*SUPPLIED TEXT*.
______

1949 BAA Finals
| Team | Coach | Wins |
| Minneapolis Lakers | John Kundla | 4 |
| Washington Capitols | Red Auerbach | 2 |
- Dates: April 4–13
- Hall of Famers: Lakers: George Mikan (1959) Jim Pollard (1978) Coaches: Red Auerbach (1969) John Kundla (1995)
- Eastern finals: Capitols defeated Knickerbockers, 2–1
- Western finals: Lakers defeated Royals, 2–0

= 1949 BAA Finals =

1949 basketball championship series

The 1949 BAA Finals was the championship round following the Basketball Association of America (BAA)'s 1948–49 season, its third and last. Later that year, the BAA and National Basketball League merged to create the National Basketball Association (NBA).

______

*STATED EXERCISE A*.
State how many lines of the rows contain the word "hairy". Reply with the number alone.
The rows have nothing to do with the 1949 BAA Finals text.

______

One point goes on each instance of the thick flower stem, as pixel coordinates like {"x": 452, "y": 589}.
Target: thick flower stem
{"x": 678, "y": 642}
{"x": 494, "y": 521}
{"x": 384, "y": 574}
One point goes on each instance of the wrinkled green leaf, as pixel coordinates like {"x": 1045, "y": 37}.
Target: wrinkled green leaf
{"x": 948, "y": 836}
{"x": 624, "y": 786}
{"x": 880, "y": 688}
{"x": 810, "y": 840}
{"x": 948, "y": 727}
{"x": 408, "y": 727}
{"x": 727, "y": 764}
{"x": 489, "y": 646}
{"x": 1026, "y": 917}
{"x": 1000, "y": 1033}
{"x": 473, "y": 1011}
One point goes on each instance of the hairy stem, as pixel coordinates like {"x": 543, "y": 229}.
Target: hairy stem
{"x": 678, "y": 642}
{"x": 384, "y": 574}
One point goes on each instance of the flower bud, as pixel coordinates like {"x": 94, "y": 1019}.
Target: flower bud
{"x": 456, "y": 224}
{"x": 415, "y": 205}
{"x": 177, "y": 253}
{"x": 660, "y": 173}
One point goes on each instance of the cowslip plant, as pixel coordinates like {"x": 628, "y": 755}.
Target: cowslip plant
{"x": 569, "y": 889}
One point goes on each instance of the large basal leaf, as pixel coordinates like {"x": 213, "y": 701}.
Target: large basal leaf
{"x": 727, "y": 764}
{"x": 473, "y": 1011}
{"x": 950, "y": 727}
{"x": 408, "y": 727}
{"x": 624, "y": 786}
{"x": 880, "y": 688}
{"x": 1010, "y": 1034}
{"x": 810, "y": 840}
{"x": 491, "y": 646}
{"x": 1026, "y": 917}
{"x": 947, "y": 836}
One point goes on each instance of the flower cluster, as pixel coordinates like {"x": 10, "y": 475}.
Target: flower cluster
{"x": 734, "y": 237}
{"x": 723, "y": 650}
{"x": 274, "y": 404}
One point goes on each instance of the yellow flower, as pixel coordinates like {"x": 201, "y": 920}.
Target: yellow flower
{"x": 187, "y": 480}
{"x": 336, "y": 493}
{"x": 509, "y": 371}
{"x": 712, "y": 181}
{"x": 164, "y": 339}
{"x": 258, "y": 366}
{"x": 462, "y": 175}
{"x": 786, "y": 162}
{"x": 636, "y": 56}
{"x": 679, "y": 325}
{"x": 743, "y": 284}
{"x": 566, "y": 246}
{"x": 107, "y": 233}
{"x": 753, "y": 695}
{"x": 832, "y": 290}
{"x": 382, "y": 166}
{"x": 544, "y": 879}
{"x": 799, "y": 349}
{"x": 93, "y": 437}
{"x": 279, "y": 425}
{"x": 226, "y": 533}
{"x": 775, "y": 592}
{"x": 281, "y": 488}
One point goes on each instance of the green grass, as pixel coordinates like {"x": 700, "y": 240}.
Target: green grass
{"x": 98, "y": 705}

______

*STATED EXERCISE B*.
According to the 1949 BAA Finals text, which two leagues merged to create the National Basketball Association?

*CORRECT ANSWER A*.
2

*CORRECT ANSWER B*.
The Basketball Association of America and the National Basketball League.